Material for the task:
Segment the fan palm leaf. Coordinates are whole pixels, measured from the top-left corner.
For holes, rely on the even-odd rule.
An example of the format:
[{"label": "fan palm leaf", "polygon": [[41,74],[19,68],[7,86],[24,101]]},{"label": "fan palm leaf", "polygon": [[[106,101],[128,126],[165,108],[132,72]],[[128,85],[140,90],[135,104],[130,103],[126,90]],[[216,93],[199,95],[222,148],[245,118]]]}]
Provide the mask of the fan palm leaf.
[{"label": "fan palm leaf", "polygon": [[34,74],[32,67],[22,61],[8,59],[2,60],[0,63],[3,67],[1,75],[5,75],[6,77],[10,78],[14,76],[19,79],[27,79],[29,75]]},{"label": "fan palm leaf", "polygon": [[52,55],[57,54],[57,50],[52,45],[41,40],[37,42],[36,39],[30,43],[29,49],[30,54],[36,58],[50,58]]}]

Your objective:
Extract every line above verbatim, keeping each character and its order unchanged.

Answer for this exercise:
Segment the fan palm leaf. Coordinates are whole pixels, measured from the top-left corner.
For holes, rely on the even-odd rule.
An example of the format:
[{"label": "fan palm leaf", "polygon": [[41,74],[19,68],[7,86],[24,101]]},{"label": "fan palm leaf", "polygon": [[[106,101],[128,126],[165,108],[132,72]],[[128,85],[140,90],[135,104],[130,103],[126,90]],[[216,93],[199,95],[222,148],[245,118]]]}]
Provide the mask of the fan palm leaf.
[{"label": "fan palm leaf", "polygon": [[34,74],[32,67],[22,61],[8,59],[2,60],[0,63],[3,67],[1,75],[5,75],[6,77],[10,78],[14,76],[19,79],[27,79],[29,75]]},{"label": "fan palm leaf", "polygon": [[52,55],[57,54],[57,50],[52,45],[41,40],[37,42],[36,39],[30,43],[29,49],[30,54],[36,58],[50,58]]}]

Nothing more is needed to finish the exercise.